TO DO :: Copy out the entries that follow. Leave none out.
=== Section Start ===
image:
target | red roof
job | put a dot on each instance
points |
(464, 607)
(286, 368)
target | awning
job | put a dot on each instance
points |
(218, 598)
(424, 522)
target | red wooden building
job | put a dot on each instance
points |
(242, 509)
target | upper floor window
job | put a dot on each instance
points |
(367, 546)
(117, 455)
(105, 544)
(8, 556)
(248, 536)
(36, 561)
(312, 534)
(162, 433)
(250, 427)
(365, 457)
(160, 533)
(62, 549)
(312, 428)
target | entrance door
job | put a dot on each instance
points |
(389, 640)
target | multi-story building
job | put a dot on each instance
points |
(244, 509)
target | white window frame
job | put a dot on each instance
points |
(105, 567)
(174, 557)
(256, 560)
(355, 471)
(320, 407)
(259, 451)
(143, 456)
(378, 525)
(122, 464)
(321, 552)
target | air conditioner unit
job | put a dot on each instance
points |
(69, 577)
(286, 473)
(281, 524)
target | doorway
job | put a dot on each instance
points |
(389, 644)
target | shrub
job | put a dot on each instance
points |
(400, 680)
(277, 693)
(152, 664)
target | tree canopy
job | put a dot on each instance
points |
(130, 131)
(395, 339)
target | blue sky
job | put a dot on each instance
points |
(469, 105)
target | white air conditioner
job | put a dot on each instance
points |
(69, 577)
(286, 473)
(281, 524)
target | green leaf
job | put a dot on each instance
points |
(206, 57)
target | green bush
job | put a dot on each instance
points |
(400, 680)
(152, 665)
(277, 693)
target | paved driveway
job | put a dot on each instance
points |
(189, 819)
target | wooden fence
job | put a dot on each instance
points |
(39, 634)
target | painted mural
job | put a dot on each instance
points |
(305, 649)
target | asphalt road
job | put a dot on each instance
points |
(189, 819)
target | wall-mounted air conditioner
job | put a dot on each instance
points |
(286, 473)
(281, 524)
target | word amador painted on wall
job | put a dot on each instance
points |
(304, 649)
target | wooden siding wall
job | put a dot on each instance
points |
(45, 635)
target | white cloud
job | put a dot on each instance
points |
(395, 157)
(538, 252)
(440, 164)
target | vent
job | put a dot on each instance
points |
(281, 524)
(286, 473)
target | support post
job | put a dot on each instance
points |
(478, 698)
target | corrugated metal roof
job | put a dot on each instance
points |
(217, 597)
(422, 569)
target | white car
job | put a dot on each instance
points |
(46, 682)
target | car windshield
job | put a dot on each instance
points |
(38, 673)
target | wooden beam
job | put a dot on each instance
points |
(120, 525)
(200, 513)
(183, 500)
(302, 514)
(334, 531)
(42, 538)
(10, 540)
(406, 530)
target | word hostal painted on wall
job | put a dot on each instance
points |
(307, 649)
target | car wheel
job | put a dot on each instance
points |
=== Section End ===
EXPECTED OUTPUT ::
image:
target | red roof
job | put a dot on each instance
points |
(464, 607)
(286, 368)
target | awning
job | put a dot on each instance
points |
(218, 598)
(424, 522)
target | red wooden building
job | put a dot on each instance
points |
(242, 509)
target | upper floor window
job | put a dot on each instance
points |
(367, 546)
(117, 455)
(105, 544)
(8, 556)
(248, 536)
(36, 561)
(312, 534)
(162, 433)
(250, 427)
(365, 457)
(160, 533)
(62, 549)
(312, 428)
target | entrance door
job | put a dot on each instance
points |
(389, 640)
target | multi-story building
job | put a dot on each instance
points |
(244, 509)
target | white window frame
job | put a dot on each instance
points |
(105, 567)
(174, 557)
(256, 560)
(355, 471)
(320, 407)
(259, 451)
(143, 456)
(378, 525)
(122, 464)
(321, 552)
target | air conditioner unit
job | put a dot on each instance
points |
(69, 577)
(286, 473)
(281, 524)
target | doorway
job | put a dot on each instance
points |
(389, 644)
target | shrub
job | put a dot on each instance
points |
(400, 680)
(277, 693)
(152, 664)
target | tree canopy
job | put a dot on each instance
points |
(130, 131)
(395, 339)
target | blue sky
job | put a dot on each instance
points |
(469, 105)
target | white air conditioner
job | put a dot on each instance
points |
(69, 577)
(286, 473)
(281, 524)
target | green leaf
job | put a dot on each instance
points |
(206, 57)
target | green bush
job | put a dot on each instance
points |
(400, 680)
(152, 665)
(277, 693)
target | paved driveway
job | put a dot on each instance
points |
(189, 819)
target | wooden fence
job | put a dot on each instance
points |
(39, 634)
target | painted mural
job | put a dot on each instance
points |
(305, 649)
target | asphalt road
job | put a dot on each instance
points |
(189, 819)
target | wall-mounted air conditioner
job | put a dot on each instance
points |
(286, 473)
(281, 524)
target | word amador painted on wall
job | put a dot on each instance
points |
(304, 649)
target | wooden siding wall
job | put a dot on each instance
points |
(45, 635)
target | white cloud
job | put a dot on each instance
points |
(395, 157)
(538, 252)
(440, 164)
target | vent
job | put a dot on each instance
points |
(281, 524)
(286, 473)
target | support post
job | put a dot on each instance
points |
(478, 698)
target | corrugated metal roof
job | put a dot on each instance
points |
(217, 597)
(422, 569)
target | white car
job | put a dot on each instance
points |
(46, 682)
target | car windshield
job | put a dot on each instance
points |
(38, 673)
target | wooden beam
job | put a dot on each instance
points |
(120, 525)
(200, 513)
(183, 500)
(302, 514)
(334, 531)
(42, 538)
(10, 540)
(406, 530)
target | word hostal painted on wall
job | put a dot on each instance
points |
(307, 649)
target | car wheel
job | put a dot on each instance
points |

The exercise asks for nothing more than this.